== Segment start ==

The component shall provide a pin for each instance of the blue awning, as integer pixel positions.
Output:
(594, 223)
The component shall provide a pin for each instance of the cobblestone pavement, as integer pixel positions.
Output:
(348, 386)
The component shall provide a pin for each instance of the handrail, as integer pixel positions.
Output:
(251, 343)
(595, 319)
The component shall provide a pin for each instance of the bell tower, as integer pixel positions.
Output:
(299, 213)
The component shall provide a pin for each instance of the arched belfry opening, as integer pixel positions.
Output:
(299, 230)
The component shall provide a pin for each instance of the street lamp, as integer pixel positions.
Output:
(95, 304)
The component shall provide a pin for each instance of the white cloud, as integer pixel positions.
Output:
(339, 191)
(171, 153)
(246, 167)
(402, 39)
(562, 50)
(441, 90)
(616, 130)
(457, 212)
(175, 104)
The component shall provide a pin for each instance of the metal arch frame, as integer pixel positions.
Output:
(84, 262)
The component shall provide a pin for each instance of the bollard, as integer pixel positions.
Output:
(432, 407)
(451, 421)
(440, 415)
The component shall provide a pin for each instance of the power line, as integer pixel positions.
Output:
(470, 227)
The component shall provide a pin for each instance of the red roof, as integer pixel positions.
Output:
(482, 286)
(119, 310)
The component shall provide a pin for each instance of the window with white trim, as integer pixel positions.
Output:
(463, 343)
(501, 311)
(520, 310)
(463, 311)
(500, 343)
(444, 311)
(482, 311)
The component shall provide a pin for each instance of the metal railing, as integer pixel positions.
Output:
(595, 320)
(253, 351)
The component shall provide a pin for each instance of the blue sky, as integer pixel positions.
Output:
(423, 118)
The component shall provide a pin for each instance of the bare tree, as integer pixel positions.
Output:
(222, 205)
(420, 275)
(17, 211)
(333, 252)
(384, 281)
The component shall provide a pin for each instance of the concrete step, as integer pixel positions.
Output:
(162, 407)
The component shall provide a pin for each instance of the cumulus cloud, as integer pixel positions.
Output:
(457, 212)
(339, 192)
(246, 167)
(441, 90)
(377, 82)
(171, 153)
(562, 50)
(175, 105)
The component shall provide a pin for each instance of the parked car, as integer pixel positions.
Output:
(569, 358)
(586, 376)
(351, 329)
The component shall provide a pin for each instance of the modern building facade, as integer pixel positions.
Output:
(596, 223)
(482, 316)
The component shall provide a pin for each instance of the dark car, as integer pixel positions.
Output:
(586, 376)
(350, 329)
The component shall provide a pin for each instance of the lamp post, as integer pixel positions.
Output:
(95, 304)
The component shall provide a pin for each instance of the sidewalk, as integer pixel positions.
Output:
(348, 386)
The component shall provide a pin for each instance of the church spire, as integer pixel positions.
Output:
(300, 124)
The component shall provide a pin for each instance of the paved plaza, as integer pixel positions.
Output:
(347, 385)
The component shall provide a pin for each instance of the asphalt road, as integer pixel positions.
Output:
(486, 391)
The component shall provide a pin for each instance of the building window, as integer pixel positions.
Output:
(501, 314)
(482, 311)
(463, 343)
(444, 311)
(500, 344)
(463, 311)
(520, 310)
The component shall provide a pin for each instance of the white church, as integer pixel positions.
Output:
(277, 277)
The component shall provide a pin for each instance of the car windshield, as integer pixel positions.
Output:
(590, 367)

== Segment end ==

→ **WHAT THE EXERCISE ASKS**
Each of the records should be retyped exactly.

→ **REPLY**
The component shall provide a pin for each instance of the blue awning, as integer pixel positions.
Output:
(594, 223)
The component shall provide a pin for each instance of the cobblestone pavement, as integer pixel positions.
Output:
(348, 386)
The component shall provide a pin for each instance of the handrail, as integer pixel positions.
Output:
(251, 343)
(595, 319)
The component shall provide a pin for each instance of the bell tower, as integer pixel positions.
Output:
(299, 213)
The component shall provide a pin for each instance of the arched belfry opening, as integer pixel positions.
Output:
(299, 230)
The component shall provide a pin for each instance of the street lamp, as integer pixel positions.
Output:
(95, 304)
The component shall provide a pin for each instance of the white cloud, as integer pixel positions.
Output:
(339, 191)
(171, 153)
(246, 167)
(402, 39)
(562, 50)
(441, 90)
(616, 130)
(457, 212)
(175, 104)
The component shall provide a pin for each instance of the metal arch frame, as integer pixel positions.
Output:
(84, 262)
The component shall provide a pin for each instance of the bollard, as integer pixel positions.
Output:
(432, 407)
(451, 421)
(440, 415)
The component shall provide a pin for each instance of the power line, as integer pixel positions.
Output:
(470, 227)
The component shall provide a pin for each instance of the red roof, as integer pixel positions.
Output:
(482, 286)
(119, 310)
The component shall provide a pin for each instance of the window with white trim, as integer pixel positions.
Output:
(463, 343)
(501, 311)
(520, 310)
(463, 311)
(500, 343)
(444, 311)
(482, 311)
The component shall provide a pin for each instance of the metal railing, as integer pixel positions.
Output:
(595, 320)
(253, 351)
The component shall provide a pin for each instance of the blue sky, as integer pixel positions.
Output:
(423, 118)
The component shall provide a pin for each instance of the bare tree, as integer pixel positions.
Output:
(222, 205)
(420, 275)
(17, 211)
(333, 252)
(384, 281)
The component shall provide a pin for each instance of the concrete step, as integer pixel positions.
Output:
(162, 407)
The component shall provide a pin for each instance of the cumulus cloud, as integer pixel positions.
Output:
(457, 212)
(339, 192)
(246, 167)
(441, 90)
(377, 82)
(171, 153)
(562, 50)
(175, 105)
The component shall provide a pin for each instance of the parked car, as integer pixel positions.
Output:
(569, 358)
(586, 376)
(351, 329)
The component shall provide a pin for each instance of the modern building facade, as integer pixel positions.
Output:
(596, 223)
(482, 316)
The component shall provide a pin for each instance of the dark car, as integer pixel positions.
Output:
(586, 376)
(350, 329)
The component shall provide a pin for each instance of the lamp post, as integer pixel positions.
Output:
(95, 304)
The component shall provide a pin for each instance of the sidewalk, as integer pixel positions.
Output:
(348, 386)
The component shall provide a pin for each instance of the church spire, as integer pixel positions.
Output:
(300, 124)
The component shall provide a pin for each instance of the paved plaza, as integer pixel positions.
Output:
(347, 385)
The component shall provide a pin for each instance of the asphalt road, as integer pixel positions.
Output:
(486, 391)
The component shall provide a pin for each instance of the building window, as integer pixel positions.
Output:
(501, 314)
(482, 311)
(463, 343)
(444, 311)
(500, 344)
(463, 311)
(520, 310)
The component shall provide a pin for each instance of the white church, as integer pixel positions.
Output:
(277, 277)
The component shall provide a pin for each instance of the car windshield, as integer pixel positions.
Output:
(590, 367)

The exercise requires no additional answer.